» TASK REQUIREMENTS
Output the data that follows exactly, line for line.

» Recorded data
* * * * * * *

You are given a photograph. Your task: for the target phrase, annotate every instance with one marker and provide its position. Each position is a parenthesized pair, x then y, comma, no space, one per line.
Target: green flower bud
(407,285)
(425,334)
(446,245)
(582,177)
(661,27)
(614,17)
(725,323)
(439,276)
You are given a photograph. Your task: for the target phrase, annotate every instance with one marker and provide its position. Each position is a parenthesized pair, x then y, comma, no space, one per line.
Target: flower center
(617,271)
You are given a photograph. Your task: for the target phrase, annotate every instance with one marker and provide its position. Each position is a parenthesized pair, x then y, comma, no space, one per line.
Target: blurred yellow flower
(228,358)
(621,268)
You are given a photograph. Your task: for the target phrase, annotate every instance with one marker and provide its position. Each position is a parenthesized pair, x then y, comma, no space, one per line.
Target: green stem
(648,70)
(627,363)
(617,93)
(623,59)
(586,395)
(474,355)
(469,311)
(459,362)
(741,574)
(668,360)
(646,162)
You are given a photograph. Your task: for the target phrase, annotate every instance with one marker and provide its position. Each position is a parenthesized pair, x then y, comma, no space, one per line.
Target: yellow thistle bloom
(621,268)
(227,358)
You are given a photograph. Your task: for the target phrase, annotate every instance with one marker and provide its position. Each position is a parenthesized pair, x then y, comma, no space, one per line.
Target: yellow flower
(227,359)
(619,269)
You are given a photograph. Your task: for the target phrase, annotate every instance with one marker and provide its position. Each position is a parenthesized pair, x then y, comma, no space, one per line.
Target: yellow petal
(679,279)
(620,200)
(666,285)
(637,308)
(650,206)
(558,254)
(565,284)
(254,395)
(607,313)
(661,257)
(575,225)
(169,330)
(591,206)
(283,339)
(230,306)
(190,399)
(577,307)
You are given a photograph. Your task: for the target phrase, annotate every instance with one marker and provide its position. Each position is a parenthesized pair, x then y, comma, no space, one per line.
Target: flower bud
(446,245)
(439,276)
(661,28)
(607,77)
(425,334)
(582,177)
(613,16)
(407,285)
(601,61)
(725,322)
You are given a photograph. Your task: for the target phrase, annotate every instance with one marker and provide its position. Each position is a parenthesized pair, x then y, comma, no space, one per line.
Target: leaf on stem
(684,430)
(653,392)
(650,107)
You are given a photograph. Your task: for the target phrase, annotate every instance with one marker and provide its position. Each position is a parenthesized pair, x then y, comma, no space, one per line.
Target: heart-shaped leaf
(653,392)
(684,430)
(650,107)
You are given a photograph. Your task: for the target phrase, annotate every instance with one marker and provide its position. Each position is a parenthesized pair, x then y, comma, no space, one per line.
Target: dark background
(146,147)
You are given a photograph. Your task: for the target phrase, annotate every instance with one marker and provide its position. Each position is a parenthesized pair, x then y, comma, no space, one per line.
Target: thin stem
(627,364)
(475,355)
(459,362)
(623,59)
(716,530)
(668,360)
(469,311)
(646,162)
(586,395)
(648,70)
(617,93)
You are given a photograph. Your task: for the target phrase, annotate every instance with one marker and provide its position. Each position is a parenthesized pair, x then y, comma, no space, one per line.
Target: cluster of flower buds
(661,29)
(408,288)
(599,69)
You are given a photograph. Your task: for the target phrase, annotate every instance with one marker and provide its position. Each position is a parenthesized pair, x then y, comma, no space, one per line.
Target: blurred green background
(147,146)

* * * * * * *

» THE ANSWER
You are given a photograph. Your task: for the target phrase, annotate every instance with one marker and provide its position. Each position is a parenthesized pair, x then y, comma, no space, one per line.
Target: green flower bud
(407,285)
(425,334)
(446,245)
(582,177)
(661,27)
(614,17)
(725,323)
(439,276)
You are given a photograph. Your task: for the target phrase, annotate every instance with one marker and provide its position. Each position is a parenthesized pair, x then y, comma, no space, one per line.
Target: flower center
(617,271)
You are given a photograph. Your task: for the target phrase, annotate every instance with one marker and provide its position. Each position is a parenthesized pair, x then y, comma, no space, one per line.
Target: blurred yellow flower
(228,358)
(621,268)
You are given a photograph. Your task: for the target phrase, annotate every instance with one marker and provide its position. Each position is a parenthesized pair, x then y, comma, no space, one per line.
Target: green stem
(648,70)
(627,363)
(617,93)
(623,59)
(586,395)
(474,355)
(469,311)
(459,362)
(741,574)
(668,360)
(646,162)
You are given a photograph. Your task: for the target phrase, annotate every instance with one marker and provide its position. Each position is a parenthesized pair, x then y, comma, no space, one per line.
Target: yellow thistle bloom
(621,268)
(227,358)
You are given a photograph. Your task: for the target phrase, annotate every instance with one marker and provide its position. Each position is a parenthesized pair, x then y, comma, no space, one per line.
Target: yellow flower
(227,359)
(619,269)
You are given a photograph. Your task: for the target phrase, annotate every instance with one marker and provide its position. Each position is a parenthesized pair, x then y, comma, no space, one per line.
Target: yellow petal
(679,279)
(620,200)
(666,285)
(637,308)
(650,206)
(558,254)
(565,284)
(254,395)
(607,313)
(661,257)
(575,225)
(169,330)
(591,206)
(283,339)
(230,306)
(190,399)
(577,307)
You are given a photograph. Your task: for the target phrase, annotate every instance with one marker and provide its position. Each position is a parenthesized pair, x then y, comma, no space, one per line.
Target: flower bud
(446,245)
(439,276)
(661,28)
(607,77)
(425,334)
(582,177)
(613,16)
(407,285)
(601,61)
(725,322)
You are given a photograph. Your task: for the target phrase, annotate every instance with one marker and provide its position. Each position is a parenthesized pair, x then y, comma, no space, one per line.
Target: leaf on stem
(684,430)
(653,392)
(650,107)
You are given a photograph. Your task: for the target phrase, annotate every instance with one marker and provide its position. Each position is a parenthesized pair, x then y, comma, no space, one per line.
Target: heart-shaped leaf
(653,392)
(684,430)
(650,107)
You are given a photograph. Your task: for the target phrase, annotate every instance with one marker and provide its position. Each position is a parenthesized pair, x then y, comma, no space, one per line.
Target: dark background
(146,147)
You are given a photograph. Your task: for the target phrase, annotate every instance with one marker and provide its position. Each position is a parenthesized pair, x then y, comma, no space, one per line.
Target: thin stem
(627,364)
(475,355)
(459,362)
(623,59)
(716,530)
(668,360)
(469,311)
(646,162)
(586,395)
(648,70)
(617,93)
You are given a photograph. Your task: for the target phrase, annotate every instance with one marker and provide its position. Each position is a parenthesized pair, x then y, comma, no space, one per line.
Target: cluster of flower buds
(661,29)
(408,288)
(599,69)
You are given a photograph. Your task: for the target phrase, annotate every instance with one marker and provide its position. Each position is a parenthesized pair, x then y, comma, no space, one per line.
Target: blurred green background
(147,146)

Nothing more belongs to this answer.